#### SOURCE ####

Re: Complex queries & results

Posted by Robert Newson <ro...@gmail.com>.
"couch doesn't answer any query while it's doing its view updates."

This is not true, though it is the default behavior to block queries
until the view is up to date. Pass ?stale=ok to get results from the
view immediately (but not that the view won't be updated). See the new
?stale=update_after for a non-blocking view query that triggers a view
update asynchronously.

B.

On 8 June 2011 06:56, Marcello Nuccio <ma...@gmail.com> wrote:
> I have not tested it, but CouchDB 1.1 does have some improvements:
>
> http://docs.couchbase.org/couchdb-release-1.1/index.html#couchdb-release-1.1-etag
> http://docs.couchbase.org/couchdb-release-1.1/index.html#coudhdb-release-1.1-updateafter
>
> - Marcello
>
> 2011/6/8 Mark Hahn <ma...@boutiquing.com>:
>>> couch doesn't answer any query while it's doing its view updates.
>>
>> I was shocked when I first experienced this myself.  I posted here and found
>> the bad news.  This was the first and so far only serious wart I've found on
>> couch.
>>
>> I received replies suggesting that I put different views in separate design
>> docs.  Apparently the blocking only happens on the same design doc, at least
>> when updating the view code.  When one view in a design doc needs updating
>> it updates them all.  I haven't tried this yet.

#### DATASET EXCERPTS ####

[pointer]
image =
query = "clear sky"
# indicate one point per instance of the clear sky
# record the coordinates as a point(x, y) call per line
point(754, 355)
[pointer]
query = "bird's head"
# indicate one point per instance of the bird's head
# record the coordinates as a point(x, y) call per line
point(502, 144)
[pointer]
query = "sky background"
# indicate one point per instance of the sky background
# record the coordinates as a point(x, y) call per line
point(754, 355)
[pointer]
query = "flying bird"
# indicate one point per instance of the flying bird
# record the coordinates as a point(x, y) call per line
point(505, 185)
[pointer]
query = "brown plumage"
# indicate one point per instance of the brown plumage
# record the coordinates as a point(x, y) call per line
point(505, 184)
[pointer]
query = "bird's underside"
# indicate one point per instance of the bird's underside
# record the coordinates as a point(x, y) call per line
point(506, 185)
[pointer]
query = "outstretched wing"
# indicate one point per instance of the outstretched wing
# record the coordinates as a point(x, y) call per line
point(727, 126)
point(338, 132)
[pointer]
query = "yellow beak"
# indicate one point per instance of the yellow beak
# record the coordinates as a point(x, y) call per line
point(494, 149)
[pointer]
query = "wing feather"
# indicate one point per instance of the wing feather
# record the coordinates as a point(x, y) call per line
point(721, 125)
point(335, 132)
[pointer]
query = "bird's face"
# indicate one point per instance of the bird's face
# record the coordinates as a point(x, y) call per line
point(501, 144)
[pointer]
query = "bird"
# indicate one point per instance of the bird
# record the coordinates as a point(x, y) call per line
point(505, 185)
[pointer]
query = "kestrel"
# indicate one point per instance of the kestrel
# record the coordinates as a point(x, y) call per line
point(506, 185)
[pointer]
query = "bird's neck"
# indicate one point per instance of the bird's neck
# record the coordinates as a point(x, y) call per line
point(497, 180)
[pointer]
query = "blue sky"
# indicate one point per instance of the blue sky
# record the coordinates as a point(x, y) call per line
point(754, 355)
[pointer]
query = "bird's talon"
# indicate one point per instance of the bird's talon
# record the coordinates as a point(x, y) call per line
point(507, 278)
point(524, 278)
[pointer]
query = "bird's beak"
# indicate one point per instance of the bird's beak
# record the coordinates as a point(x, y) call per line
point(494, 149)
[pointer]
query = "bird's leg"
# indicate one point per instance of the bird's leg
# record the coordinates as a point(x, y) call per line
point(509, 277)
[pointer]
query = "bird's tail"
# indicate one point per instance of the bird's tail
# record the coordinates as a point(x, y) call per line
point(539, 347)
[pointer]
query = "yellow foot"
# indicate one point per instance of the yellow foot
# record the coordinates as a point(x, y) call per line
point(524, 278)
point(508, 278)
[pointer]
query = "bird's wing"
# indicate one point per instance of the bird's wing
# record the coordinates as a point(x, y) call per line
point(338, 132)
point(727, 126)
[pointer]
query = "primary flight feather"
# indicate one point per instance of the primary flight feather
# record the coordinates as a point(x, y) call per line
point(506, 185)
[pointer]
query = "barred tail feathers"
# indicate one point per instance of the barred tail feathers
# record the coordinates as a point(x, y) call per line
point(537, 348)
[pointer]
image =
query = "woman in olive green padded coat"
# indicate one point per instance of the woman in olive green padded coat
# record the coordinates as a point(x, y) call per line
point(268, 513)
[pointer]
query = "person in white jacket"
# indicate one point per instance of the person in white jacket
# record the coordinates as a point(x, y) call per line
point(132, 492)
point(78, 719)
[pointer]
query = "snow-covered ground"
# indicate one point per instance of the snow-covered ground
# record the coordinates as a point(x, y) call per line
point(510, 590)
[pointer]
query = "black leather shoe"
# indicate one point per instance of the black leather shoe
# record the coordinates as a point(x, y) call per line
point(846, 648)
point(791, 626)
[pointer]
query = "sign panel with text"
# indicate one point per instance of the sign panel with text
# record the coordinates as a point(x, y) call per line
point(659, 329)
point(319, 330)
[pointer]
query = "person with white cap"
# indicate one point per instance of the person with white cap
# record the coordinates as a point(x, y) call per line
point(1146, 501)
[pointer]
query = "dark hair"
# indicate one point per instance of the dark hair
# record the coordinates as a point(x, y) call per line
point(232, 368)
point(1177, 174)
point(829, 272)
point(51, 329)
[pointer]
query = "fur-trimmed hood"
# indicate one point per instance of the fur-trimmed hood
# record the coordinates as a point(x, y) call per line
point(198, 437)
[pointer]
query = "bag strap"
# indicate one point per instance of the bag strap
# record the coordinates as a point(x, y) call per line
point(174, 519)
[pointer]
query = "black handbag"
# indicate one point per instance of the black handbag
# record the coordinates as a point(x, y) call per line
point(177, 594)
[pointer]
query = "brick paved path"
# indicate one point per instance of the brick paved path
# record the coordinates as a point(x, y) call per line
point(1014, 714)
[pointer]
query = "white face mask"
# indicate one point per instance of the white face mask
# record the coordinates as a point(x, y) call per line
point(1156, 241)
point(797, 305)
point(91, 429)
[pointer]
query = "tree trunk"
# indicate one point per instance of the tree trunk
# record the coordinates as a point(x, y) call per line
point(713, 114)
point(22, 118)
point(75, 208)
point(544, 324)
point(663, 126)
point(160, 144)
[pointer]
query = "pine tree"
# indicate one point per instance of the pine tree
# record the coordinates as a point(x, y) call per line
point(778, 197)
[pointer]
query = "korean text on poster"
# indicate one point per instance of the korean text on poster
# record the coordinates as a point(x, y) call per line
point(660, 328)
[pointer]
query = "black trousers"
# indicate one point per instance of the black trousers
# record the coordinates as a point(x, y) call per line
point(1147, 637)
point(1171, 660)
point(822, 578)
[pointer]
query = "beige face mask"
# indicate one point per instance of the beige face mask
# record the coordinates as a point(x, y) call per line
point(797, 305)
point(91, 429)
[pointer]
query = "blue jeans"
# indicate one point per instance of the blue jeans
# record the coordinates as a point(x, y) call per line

####

**TASKS AND EXERCISES**
1. According to the CouchDB post, which query parameter returns results from the view immediately?
2. Condense the paragraph of the CouchDB post beginning "I received replies suggesting" into a short bulleted list that keeps its main facts.
3. Copy the CouchDB post starting at "This is not" and ending at "update asynchronously.", changing "asynchronously" to "in the background".

**ANSWERS BELOW**
1. ?stale=ok

2.
- Replies suggested putting different views in separate design docs.
- The blocking apparently happens only on the same design doc, at least when updating the view code.
- When one view in a design doc needs updating, all of them are updated.
- The writer has not tried this yet.

3.
This is not true, though it is the default behavior to block queries
until the view is up to date. Pass ?stale=ok to get results from the
view immediately (but not that the view won't be updated). See the new
?stale=update_after for a non-blocking view query that triggers a view
update in the background.